Required work -> All records must be quoted exactly. Omit the pictures.

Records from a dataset
___

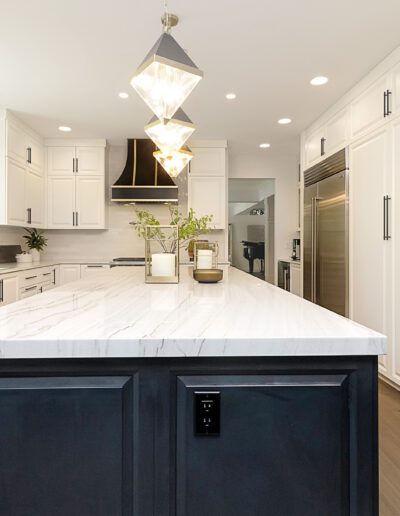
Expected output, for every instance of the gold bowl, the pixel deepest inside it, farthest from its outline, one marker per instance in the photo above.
(208, 275)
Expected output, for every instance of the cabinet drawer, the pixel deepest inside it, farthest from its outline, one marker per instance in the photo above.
(37, 276)
(28, 291)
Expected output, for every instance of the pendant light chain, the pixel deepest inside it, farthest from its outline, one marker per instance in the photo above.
(167, 27)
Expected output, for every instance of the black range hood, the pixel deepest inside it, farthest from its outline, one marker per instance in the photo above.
(143, 179)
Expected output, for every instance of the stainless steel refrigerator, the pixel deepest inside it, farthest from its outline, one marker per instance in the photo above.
(326, 234)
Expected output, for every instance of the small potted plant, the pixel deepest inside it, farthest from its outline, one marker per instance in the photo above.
(36, 242)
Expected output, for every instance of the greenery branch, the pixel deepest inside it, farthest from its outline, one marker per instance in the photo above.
(189, 227)
(35, 239)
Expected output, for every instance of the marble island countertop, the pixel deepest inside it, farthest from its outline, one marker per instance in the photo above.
(115, 314)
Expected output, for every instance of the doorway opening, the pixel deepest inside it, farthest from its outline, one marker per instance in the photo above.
(251, 226)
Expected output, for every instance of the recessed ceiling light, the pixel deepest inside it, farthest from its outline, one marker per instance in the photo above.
(319, 80)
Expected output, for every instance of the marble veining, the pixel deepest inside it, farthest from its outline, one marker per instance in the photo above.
(115, 314)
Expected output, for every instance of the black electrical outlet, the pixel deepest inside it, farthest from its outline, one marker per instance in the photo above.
(207, 413)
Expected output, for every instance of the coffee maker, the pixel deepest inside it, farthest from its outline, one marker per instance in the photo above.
(296, 249)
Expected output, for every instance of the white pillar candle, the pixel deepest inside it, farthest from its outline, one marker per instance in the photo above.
(204, 259)
(163, 264)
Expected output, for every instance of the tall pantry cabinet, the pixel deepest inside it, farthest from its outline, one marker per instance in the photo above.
(368, 123)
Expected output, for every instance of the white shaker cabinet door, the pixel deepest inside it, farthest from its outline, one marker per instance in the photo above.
(8, 289)
(208, 162)
(61, 202)
(36, 155)
(35, 198)
(367, 110)
(60, 161)
(90, 202)
(90, 161)
(337, 132)
(16, 209)
(207, 196)
(370, 252)
(313, 146)
(69, 272)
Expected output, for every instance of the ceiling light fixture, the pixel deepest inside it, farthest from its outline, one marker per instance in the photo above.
(170, 134)
(174, 161)
(167, 75)
(320, 80)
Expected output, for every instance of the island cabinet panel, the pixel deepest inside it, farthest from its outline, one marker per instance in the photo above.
(66, 446)
(116, 437)
(282, 448)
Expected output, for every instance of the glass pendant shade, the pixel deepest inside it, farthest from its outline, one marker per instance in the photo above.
(174, 161)
(170, 134)
(166, 77)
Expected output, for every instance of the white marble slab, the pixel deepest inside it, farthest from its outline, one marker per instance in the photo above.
(115, 314)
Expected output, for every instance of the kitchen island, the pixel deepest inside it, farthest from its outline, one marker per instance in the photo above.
(234, 399)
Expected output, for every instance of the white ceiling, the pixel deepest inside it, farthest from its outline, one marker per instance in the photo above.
(64, 62)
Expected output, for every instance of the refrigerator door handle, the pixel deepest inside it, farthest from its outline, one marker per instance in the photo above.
(314, 246)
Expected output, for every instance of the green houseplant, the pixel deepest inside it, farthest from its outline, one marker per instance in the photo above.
(36, 242)
(189, 226)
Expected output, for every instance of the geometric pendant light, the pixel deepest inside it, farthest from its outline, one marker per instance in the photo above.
(167, 75)
(170, 134)
(174, 161)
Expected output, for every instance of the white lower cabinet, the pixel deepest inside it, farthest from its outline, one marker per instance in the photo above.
(69, 272)
(8, 289)
(93, 268)
(295, 278)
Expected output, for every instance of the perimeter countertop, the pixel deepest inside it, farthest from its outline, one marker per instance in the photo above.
(115, 314)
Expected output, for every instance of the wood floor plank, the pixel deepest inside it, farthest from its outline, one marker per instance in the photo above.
(389, 448)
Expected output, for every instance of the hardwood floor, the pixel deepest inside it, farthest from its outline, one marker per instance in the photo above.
(389, 447)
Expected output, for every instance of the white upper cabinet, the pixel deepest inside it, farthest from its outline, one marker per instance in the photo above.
(64, 160)
(207, 184)
(22, 186)
(61, 202)
(208, 162)
(60, 161)
(328, 138)
(16, 146)
(90, 161)
(314, 146)
(35, 189)
(370, 109)
(76, 185)
(16, 210)
(337, 132)
(89, 205)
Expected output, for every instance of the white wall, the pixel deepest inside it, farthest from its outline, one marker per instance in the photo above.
(252, 162)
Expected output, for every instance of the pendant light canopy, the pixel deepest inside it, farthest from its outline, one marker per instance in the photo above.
(167, 75)
(170, 134)
(174, 161)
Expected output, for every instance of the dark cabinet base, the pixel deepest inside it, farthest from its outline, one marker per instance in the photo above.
(295, 437)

___

Reply ->
Expected output, for every instance of the gold bowl, the pixel deepest inside it, farthest from its outline, one marker per instance in the photo above.
(208, 275)
Expected output, for every instance of the cabinet drawer, the pixel deepest inside it, farthest from its outline, one marker per instance in the photo above.
(37, 276)
(28, 291)
Expected output, for every instance of the pendant light chain, the pixel deepest inside it, farthest from its outline, one marker per instance in the photo above.
(167, 27)
Expected output, for every instance of the black range hood, the pixel deepest inside it, farthest from its outline, one marker per instance in the photo above.
(143, 179)
Expected output, for every instance of the stainless steel refrigerator, the pixel deepest inside it, farthest from its outline, one marker per instance in the photo above.
(326, 234)
Expected output, for every instance of the small potted plant, the pixel deepest inside it, farthest from its outline, one marker per instance in the photo above.
(36, 242)
Expected output, for every instance of the greenery branch, the pixel deepest inside it, farthest from its outline, one marker per instance in the photo above.
(189, 227)
(35, 239)
Expected output, for every instance of the marble island countertop, the pixel deepest inside it, farthest from its outline, one marker per instance in the photo above.
(115, 314)
Expected output, for every instance of the doorway opening, the pixel deepest inside it, farthest from its outline, one marker per instance in the photo above.
(251, 226)
Expected output, for every instance of the recessed ceiling light, the pixel deepest inside it, farthest from its outline, one marker per instance in the photo above.
(319, 80)
Expected output, for every instance of the marble veining, the pixel deepest inside it, farthest from its outline, one marker per instance in the photo above.
(115, 314)
Expected output, for every instance of the black electrical outlet, the pixel deepest inside it, farthest from its outline, one marker per instance in the photo above.
(207, 413)
Expected output, for every instance of the coffee maker, the pixel deepest inside it, farthest from its outline, one marker per instance in the photo above.
(296, 249)
Expected output, for every instance of the white pillar candle, the pixel deepest inside it, farthest from its outline, one marker per instance in the photo above.
(204, 259)
(163, 264)
Expected output, for every instance of the tall pantry cabinet, the pixel deepest inside it, farthest from its outline, one marker per instance in the photo above.
(368, 123)
Expected output, for every instance of the white shaker cabinet door, the pixel deepest inside it, farthest from its outline, one marker per instance in the photo above.
(8, 289)
(208, 162)
(61, 202)
(36, 155)
(35, 198)
(367, 110)
(60, 161)
(90, 202)
(90, 161)
(337, 132)
(16, 209)
(207, 196)
(370, 252)
(313, 146)
(69, 272)
Expected output, for every instance of the ceiling light fixture, the pixel deepest inside it, farthest from its outline, one marker per instance in the photo above.
(170, 134)
(174, 161)
(167, 75)
(320, 80)
Expected output, for every instance of the island cabinet panel, the pixel deepest inside it, farthest from its outline, one marker per instance in the photo above.
(66, 446)
(116, 437)
(282, 448)
Expected output, for every instance of the glass pendant shade, the pixel deepest inside it, farthest from its outline, one marker per instance in the photo above.
(174, 161)
(170, 134)
(166, 77)
Expected output, for every instance of the white marble slab, the pixel deepest inside it, farthest from its outline, one marker per instance in the photo above.
(115, 314)
Expected output, for every instance of the kitchen island, the pixel deepest inside it, farthest from its outline, one marker per instance in the photo above.
(234, 399)
Expected output, for every instance of the white ceiling, the pixel deepest inside it, farthest from its outline, one marker per instance in the photo above.
(64, 62)
Expected output, for every instance of the refrigerator door handle, the pixel deepest inside it, farthest from its outline, one marker per instance in the photo above.
(314, 246)
Expected output, for every instance of the green houseplant, the pixel deepest inside it, farthest from its outline, one marker per instance in the photo above.
(36, 242)
(189, 226)
Expected output, for every instance of the geometric pendant light, the pixel deepest inside it, farthest from its outline, one marker per instance in the photo above.
(167, 75)
(170, 134)
(174, 161)
Expected output, for every instance of the white lower cabinet, the pixel deepest inside it, farthest from its outline, one marker per instance in the photo above.
(69, 272)
(8, 289)
(93, 268)
(295, 278)
Expected output, for every instance of the perimeter countertop, the pixel deepest inside it, farthest from its outline, one marker per instance in the photo above.
(115, 314)
Expected output, for every instance of the wood floor plank, the pixel deepest inside it, farthest from its outline, one marker per instance in the photo above.
(389, 448)
Expected output, for every instance of the hardwood floor, the pixel deepest inside it, farthest from its outline, one marker per instance in the photo above.
(389, 447)
Expected output, for every instance of the white upper cabinet, the pixel deepest inside it, farthest from its outline, one marker per instance in the photo above.
(64, 160)
(207, 184)
(22, 186)
(61, 202)
(208, 162)
(60, 161)
(328, 138)
(16, 146)
(90, 161)
(314, 146)
(35, 189)
(370, 109)
(76, 185)
(16, 210)
(337, 132)
(89, 205)
Expected output, for every instance of the white wall, the pixel deepest inside it, farthest from its outline, one marker per instance in the photo above.
(252, 162)
Expected output, for every instance of the pendant light canopy, the pixel deepest inside it, farthest from its outline, one marker per instance in the photo above.
(167, 75)
(170, 134)
(174, 161)
Expected output, for every instance of the dark cabinet base, the pixel deepest inside it, farthest from its outline, one marker per instance in the photo above.
(295, 437)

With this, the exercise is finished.